Items from a data source
################

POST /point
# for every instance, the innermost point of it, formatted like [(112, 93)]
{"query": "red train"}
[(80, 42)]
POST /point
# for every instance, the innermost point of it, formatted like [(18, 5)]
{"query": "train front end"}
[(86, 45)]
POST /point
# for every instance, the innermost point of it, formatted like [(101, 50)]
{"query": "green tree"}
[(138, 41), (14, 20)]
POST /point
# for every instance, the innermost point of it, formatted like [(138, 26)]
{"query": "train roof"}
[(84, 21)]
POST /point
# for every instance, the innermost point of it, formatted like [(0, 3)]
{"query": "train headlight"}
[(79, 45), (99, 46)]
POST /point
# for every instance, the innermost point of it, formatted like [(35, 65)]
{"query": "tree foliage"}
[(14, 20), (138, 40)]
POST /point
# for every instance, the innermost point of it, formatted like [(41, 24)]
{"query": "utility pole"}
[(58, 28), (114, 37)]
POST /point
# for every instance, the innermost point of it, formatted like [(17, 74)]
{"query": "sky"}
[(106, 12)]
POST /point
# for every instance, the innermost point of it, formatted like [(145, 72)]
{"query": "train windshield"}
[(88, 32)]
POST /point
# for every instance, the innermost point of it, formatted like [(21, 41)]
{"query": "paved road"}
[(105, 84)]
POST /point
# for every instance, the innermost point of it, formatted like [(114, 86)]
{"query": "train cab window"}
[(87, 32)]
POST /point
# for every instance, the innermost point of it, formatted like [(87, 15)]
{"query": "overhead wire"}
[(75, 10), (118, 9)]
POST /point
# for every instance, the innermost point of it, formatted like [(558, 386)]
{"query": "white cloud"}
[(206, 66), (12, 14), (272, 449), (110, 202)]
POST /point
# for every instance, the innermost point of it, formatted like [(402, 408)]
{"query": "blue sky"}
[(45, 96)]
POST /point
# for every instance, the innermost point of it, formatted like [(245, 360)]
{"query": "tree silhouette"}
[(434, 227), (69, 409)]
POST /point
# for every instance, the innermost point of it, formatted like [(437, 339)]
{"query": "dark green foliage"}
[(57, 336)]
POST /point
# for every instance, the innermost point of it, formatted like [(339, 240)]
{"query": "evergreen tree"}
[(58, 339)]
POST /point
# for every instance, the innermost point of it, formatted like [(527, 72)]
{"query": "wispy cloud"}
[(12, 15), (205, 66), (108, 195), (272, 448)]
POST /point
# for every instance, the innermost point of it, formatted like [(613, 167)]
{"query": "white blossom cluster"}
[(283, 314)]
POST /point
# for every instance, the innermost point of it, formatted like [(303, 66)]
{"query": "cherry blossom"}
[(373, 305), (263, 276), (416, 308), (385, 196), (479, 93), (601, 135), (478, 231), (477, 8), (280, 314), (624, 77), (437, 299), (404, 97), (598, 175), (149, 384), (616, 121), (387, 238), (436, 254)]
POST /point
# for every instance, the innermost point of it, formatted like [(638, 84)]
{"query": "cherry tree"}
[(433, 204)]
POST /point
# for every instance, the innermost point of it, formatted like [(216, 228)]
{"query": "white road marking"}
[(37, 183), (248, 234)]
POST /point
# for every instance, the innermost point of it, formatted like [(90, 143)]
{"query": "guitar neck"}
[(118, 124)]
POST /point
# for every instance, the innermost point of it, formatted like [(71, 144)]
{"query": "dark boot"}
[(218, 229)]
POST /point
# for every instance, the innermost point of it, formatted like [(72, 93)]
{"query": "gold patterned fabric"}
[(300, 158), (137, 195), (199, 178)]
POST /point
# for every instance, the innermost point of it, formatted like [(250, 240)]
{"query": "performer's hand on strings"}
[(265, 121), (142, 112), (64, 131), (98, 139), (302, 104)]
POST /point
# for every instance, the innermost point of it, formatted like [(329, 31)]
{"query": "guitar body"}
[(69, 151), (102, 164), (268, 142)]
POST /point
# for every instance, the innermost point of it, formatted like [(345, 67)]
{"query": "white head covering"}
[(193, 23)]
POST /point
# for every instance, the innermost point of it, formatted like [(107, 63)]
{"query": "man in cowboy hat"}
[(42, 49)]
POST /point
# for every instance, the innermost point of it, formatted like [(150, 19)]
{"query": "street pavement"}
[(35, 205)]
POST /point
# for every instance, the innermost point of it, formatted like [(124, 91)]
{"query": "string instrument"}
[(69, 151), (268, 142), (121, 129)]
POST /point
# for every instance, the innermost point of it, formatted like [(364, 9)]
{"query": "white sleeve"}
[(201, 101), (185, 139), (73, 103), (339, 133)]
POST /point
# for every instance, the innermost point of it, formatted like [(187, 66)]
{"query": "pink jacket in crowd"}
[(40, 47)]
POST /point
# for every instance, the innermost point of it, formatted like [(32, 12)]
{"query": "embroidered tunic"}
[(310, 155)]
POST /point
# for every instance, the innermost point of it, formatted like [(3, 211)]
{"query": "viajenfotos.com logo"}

################

REQUIREMENT:
Reproduce the full listing word for word.

RESULT:
POST /point
# for every instance, the innermost point of it, formatted like [(112, 93)]
{"query": "red train"}
[(80, 42)]
POST /point
# for every instance, the innermost point of it, formatted like [(18, 5)]
{"query": "train front end"}
[(86, 45)]
POST /point
# for every instance, the innermost point of it, formatted like [(101, 50)]
{"query": "green tree"}
[(138, 41), (14, 20)]
POST /point
# for every instance, the innermost point of it, formatted like [(138, 26)]
{"query": "train roof"}
[(84, 21)]
POST /point
# for every instance, the innermost point of it, formatted like [(0, 3)]
{"query": "train headlight"}
[(79, 45), (99, 46)]
POST /point
# for every instance, the innermost point of it, formatted like [(35, 65)]
{"query": "tree foliage"}
[(14, 20), (138, 40)]
POST /point
# for every instance, the innermost point of it, formatted like [(41, 24)]
{"query": "utility pole"}
[(58, 28), (114, 37)]
POST /point
# for every instance, the innermost point of it, formatted like [(17, 74)]
{"query": "sky"}
[(106, 12)]
POST /point
# for every instance, the innermost point of it, formatted like [(145, 72)]
{"query": "train windshield"}
[(88, 32)]
POST /point
# for every instance, the innermost point of it, formatted like [(21, 41)]
{"query": "paved road"}
[(105, 84)]
POST /point
# for every instance, the innermost point of it, formatted like [(114, 86)]
{"query": "train cab window"}
[(87, 32)]
POST /point
# for every instance, the innermost point of it, formatted like [(87, 15)]
{"query": "overhead wire"}
[(75, 10), (118, 9)]
POST /point
# for every instance, the innermost point of it, formatted like [(558, 386)]
{"query": "white cloud"}
[(206, 66), (12, 14), (272, 449), (110, 202)]
POST /point
# for every instance, the innermost point of it, formatted like [(402, 408)]
{"query": "blue sky"}
[(45, 96)]
POST /point
# for every instance, the innermost point of it, formatted like [(245, 360)]
{"query": "tree silhouette"}
[(434, 227), (69, 409)]
POST /point
# for every instance, the innermost point of it, formatted like [(437, 339)]
{"query": "dark green foliage"}
[(57, 336)]
POST /point
# for every instance, the innermost point of it, formatted like [(339, 240)]
{"query": "evergreen tree"}
[(58, 339)]
POST /point
# for every instance, the innermost point of it, formatted like [(527, 72)]
{"query": "wispy cloud"}
[(12, 15), (205, 66), (108, 195), (272, 448)]
POST /point
# for every instance, the innermost point of it, formatted like [(613, 167)]
{"query": "white blossom cluster"}
[(283, 314)]
POST /point
# for every instance, the innermost point of it, formatted like [(303, 66)]
{"query": "cherry blossom"}
[(373, 305), (263, 276), (416, 308), (385, 196), (479, 93), (601, 135), (478, 231), (477, 8), (280, 314), (624, 77), (437, 299), (404, 97), (598, 175), (149, 384), (616, 121), (387, 238), (436, 254)]
POST /point
# for every instance, the innermost point of it, formatted like [(638, 84)]
{"query": "cherry tree"}
[(433, 204)]
POST /point
# for every instance, the innermost point of it, formatted like [(216, 228)]
{"query": "white road marking"}
[(37, 183), (248, 234)]
POST /point
# for every instance, the innermost point of it, formatted like [(90, 143)]
{"query": "guitar neck"}
[(118, 124)]
POST /point
# for every instance, the innermost point of it, formatted like [(71, 144)]
{"query": "dark boot"}
[(218, 229)]
POST /point
# for every instance, the innermost point of it, formatted like [(72, 93)]
{"query": "gold patterned fabric"}
[(300, 158), (137, 195), (199, 178)]
POST /point
# for every instance, the innermost point of it, formatted like [(250, 240)]
{"query": "performer's hand on strings"}
[(265, 121), (142, 112), (64, 131), (98, 139), (302, 104)]
POST /point
# for every instance, the innermost point of it, formatted like [(329, 31)]
{"query": "guitar body"}
[(69, 151), (102, 164), (268, 142)]
POST /point
# for every instance, the innermost point of it, formatted like [(345, 67)]
{"query": "white head covering"}
[(193, 23)]
POST /point
# for every instance, the innermost point of it, formatted like [(107, 63)]
{"query": "man in cowboy hat"}
[(42, 49)]
POST /point
# for every instance, the innermost point of it, formatted like [(150, 19)]
{"query": "street pavement"}
[(35, 205)]
POST /point
# for every instance, the innermost point of it, formatted like [(124, 91)]
{"query": "string instrument"}
[(69, 151), (268, 142), (121, 129)]
POST /point
# for every instance, the innermost point of it, formatted like [(364, 9)]
{"query": "white sleeve"}
[(201, 101), (185, 139), (73, 103), (339, 133)]
POST /point
# for every instance, the innermost point of it, formatted like [(187, 66)]
{"query": "pink jacket in crowd"}
[(40, 47)]
POST /point
# for every instance, the innermost point of it, formatted like [(32, 12)]
{"query": "embroidered tunic"}
[(310, 155)]
POST /point
# for every instance, the innermost point of it, formatted like [(3, 211)]
{"query": "viajenfotos.com logo"}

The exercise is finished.